> [Excerpted records]
● ● ● ● ● ● ●
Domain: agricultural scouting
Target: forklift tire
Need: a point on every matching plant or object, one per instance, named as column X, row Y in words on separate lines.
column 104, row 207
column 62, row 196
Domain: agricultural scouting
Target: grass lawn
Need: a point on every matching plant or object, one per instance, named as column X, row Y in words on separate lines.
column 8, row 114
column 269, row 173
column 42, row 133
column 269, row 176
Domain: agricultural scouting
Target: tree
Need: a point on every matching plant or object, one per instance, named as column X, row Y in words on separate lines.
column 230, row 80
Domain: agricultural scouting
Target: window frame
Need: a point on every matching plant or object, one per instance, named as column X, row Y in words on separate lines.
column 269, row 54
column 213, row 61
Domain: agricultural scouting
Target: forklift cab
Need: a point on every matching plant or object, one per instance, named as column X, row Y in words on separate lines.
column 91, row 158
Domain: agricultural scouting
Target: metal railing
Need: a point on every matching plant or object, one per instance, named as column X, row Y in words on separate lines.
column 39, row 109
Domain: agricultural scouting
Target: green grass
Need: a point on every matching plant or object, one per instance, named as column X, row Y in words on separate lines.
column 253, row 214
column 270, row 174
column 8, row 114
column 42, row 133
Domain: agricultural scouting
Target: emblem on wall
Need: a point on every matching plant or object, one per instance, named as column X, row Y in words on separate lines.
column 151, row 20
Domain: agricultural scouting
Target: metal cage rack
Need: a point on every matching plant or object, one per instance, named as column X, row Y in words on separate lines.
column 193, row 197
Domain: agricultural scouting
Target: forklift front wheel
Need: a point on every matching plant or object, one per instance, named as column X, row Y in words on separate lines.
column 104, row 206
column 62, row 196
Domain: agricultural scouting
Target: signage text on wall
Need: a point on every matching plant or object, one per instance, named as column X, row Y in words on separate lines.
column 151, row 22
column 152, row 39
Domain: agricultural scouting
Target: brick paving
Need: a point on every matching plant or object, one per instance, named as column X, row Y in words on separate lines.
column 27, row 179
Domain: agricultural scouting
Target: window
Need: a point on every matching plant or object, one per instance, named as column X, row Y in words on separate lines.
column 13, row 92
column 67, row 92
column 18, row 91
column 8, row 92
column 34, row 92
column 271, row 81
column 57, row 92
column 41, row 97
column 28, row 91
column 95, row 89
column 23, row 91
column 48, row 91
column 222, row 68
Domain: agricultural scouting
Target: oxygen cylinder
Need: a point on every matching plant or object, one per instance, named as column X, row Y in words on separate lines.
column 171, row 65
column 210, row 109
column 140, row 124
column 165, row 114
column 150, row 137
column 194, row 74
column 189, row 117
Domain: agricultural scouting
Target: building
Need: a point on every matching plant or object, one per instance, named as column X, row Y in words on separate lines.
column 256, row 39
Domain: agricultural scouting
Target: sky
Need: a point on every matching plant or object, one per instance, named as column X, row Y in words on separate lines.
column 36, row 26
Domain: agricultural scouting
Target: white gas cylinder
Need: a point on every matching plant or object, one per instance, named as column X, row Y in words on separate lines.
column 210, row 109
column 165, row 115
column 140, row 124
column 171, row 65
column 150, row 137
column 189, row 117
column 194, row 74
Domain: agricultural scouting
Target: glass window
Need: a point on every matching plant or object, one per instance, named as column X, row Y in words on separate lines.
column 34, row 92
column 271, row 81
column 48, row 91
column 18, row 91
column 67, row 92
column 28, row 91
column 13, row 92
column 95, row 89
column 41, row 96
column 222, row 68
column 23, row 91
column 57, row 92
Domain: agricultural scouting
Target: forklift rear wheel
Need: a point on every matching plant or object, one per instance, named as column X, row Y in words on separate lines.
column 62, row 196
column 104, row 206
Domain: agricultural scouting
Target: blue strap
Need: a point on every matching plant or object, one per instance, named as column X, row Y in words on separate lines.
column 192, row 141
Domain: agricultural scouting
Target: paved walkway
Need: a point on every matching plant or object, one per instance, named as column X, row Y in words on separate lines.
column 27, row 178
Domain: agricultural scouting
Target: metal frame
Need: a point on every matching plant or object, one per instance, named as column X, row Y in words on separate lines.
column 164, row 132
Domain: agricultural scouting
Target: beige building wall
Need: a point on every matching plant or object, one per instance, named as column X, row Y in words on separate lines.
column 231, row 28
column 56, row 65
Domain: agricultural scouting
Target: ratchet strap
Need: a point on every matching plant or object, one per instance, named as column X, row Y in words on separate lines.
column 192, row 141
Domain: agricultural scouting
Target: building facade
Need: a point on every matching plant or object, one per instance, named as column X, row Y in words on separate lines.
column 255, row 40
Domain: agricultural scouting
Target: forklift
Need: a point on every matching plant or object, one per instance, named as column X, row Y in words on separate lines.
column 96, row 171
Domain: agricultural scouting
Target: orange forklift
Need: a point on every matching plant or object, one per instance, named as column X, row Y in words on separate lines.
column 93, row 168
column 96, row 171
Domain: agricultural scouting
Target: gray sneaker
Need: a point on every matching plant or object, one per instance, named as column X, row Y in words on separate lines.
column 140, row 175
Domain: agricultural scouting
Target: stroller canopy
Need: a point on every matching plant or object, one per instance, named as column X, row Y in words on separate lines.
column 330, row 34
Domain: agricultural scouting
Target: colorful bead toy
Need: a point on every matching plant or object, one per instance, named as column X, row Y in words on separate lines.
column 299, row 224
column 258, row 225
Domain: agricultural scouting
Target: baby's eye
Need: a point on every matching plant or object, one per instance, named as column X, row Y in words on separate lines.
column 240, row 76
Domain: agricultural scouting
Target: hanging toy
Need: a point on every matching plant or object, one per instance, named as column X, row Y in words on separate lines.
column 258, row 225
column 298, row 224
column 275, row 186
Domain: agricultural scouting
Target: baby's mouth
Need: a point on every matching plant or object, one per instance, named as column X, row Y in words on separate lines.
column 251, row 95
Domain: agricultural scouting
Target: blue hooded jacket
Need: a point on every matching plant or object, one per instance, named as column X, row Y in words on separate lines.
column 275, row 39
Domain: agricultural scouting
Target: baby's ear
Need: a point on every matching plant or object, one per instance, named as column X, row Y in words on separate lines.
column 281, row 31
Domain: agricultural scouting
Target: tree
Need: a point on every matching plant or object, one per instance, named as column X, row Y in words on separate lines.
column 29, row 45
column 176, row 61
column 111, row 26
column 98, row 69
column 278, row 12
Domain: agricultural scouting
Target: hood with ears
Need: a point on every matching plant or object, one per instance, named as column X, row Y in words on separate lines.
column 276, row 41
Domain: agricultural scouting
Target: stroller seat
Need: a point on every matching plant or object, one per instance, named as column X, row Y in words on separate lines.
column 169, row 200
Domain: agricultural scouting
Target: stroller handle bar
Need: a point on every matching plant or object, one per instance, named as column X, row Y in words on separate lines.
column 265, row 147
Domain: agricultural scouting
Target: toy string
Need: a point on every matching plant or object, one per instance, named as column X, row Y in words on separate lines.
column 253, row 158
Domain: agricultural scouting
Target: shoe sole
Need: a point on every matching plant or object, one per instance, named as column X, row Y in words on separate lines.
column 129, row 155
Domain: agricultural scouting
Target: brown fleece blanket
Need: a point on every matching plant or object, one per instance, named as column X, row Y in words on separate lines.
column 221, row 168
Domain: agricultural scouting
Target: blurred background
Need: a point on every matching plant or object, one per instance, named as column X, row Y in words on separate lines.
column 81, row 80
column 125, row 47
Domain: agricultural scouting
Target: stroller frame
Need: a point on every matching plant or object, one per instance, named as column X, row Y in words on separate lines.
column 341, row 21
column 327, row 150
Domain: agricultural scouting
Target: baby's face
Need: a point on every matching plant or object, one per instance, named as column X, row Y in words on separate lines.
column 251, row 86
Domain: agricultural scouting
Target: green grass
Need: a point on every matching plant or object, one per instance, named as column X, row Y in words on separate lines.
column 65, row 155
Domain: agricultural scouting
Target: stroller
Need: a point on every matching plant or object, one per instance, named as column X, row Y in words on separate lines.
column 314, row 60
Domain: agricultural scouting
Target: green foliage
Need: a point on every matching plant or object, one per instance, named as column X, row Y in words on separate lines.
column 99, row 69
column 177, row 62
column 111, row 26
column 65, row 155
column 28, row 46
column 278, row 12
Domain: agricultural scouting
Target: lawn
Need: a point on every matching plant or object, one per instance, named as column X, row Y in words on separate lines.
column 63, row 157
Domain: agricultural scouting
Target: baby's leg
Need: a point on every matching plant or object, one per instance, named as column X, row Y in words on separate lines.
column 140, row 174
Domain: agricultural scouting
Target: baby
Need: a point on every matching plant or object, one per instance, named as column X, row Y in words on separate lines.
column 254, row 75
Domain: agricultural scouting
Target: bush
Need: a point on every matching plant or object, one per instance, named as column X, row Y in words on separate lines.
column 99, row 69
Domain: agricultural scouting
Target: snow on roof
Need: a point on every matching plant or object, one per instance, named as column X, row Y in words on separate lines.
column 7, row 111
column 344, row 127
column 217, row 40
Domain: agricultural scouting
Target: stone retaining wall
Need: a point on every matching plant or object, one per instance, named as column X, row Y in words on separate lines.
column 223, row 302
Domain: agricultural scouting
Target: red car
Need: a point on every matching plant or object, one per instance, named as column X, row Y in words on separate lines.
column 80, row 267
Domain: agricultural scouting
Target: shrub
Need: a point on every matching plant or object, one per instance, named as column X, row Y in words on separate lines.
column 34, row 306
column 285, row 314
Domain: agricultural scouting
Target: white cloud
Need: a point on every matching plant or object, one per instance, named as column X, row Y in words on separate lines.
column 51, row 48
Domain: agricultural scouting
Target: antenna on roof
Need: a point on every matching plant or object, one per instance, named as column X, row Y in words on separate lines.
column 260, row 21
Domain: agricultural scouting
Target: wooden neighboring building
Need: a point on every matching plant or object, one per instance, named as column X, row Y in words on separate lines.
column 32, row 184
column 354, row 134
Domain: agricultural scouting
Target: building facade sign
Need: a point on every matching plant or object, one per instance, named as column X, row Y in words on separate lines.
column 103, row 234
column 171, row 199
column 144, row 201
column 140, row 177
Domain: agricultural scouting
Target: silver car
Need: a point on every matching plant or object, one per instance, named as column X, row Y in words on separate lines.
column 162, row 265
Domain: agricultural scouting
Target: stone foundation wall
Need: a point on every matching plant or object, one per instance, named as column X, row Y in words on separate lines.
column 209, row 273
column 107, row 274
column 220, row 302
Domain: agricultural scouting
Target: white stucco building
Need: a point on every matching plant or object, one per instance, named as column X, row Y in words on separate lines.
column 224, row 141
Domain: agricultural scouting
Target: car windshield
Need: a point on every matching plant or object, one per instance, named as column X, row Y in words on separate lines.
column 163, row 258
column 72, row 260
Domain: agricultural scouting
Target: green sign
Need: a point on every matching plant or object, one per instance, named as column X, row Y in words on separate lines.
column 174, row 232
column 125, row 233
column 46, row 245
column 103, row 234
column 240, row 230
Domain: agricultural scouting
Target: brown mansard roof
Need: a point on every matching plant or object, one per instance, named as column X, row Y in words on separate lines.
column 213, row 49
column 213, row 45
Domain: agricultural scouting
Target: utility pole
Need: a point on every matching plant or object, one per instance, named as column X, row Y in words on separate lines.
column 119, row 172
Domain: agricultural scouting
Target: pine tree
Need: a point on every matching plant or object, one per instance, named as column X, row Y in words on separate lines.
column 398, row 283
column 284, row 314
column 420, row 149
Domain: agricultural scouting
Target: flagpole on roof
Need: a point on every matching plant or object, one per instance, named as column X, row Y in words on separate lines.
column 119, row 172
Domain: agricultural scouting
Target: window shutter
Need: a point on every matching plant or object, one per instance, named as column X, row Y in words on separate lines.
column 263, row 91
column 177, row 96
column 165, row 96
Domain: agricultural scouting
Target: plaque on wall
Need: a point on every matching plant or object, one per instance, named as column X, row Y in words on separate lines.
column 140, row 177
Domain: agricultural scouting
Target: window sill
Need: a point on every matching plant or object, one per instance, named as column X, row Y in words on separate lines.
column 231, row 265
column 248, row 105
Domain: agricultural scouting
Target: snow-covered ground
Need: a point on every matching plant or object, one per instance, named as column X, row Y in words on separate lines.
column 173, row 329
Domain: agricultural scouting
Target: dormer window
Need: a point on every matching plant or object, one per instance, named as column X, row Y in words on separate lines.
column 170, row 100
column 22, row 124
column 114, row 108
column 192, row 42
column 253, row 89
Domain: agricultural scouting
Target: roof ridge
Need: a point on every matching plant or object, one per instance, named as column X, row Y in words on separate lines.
● ● ● ● ● ● ●
> [Task instructions]
In the entries above, please find the line with "Target: white gas cylinder" and the line with "Target: blue strap", then write out exactly those two lines and every line between them, and nothing more.

> [Answer box]
Target: white gas cylinder
Need: a point on every matching plant or object, one per instance, named as column X, row Y in words on separate lines.
column 210, row 109
column 165, row 115
column 140, row 124
column 171, row 65
column 150, row 137
column 189, row 117
column 194, row 74
Domain: agricultural scouting
Target: glass window
Need: a point on every matching plant or object, one per instance, named as column X, row Y in words on separate lines.
column 34, row 92
column 271, row 81
column 48, row 91
column 18, row 91
column 67, row 92
column 28, row 91
column 13, row 92
column 95, row 89
column 41, row 96
column 222, row 68
column 23, row 91
column 57, row 92
Domain: agricultural scouting
Target: forklift rear wheel
Need: a point on every matching plant or object, one per instance, named as column X, row Y in words on separate lines.
column 62, row 196
column 104, row 206
Domain: agricultural scouting
Target: blue strap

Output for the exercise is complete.